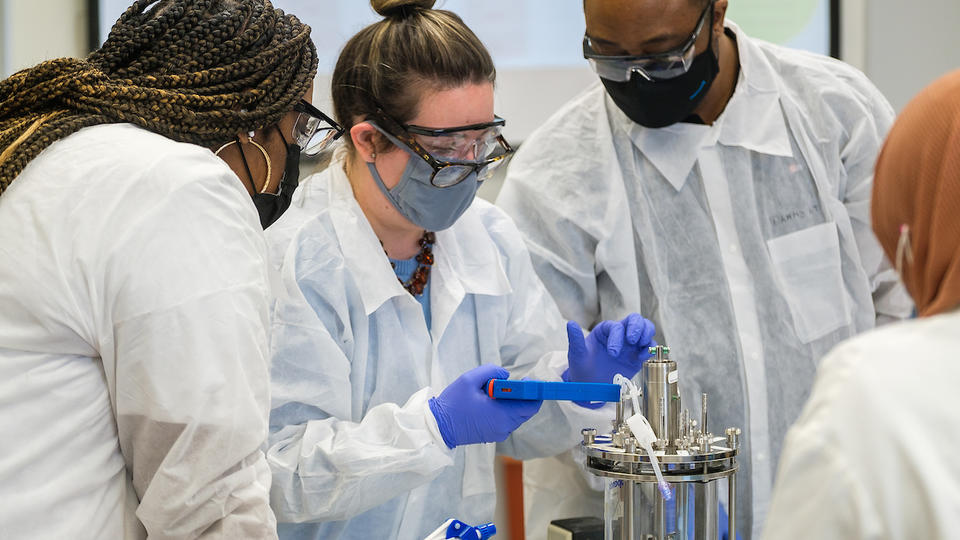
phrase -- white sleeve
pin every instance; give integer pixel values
(184, 344)
(332, 470)
(819, 492)
(330, 459)
(864, 138)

#####

* **YOUR ASSIGNMENT**
With the pictures removed, write the listing out word for word.

* **RESULT FOR THIS TASK**
phrase -- white sleeve
pin every instance; give integer pixel values
(184, 344)
(332, 470)
(819, 492)
(330, 459)
(864, 138)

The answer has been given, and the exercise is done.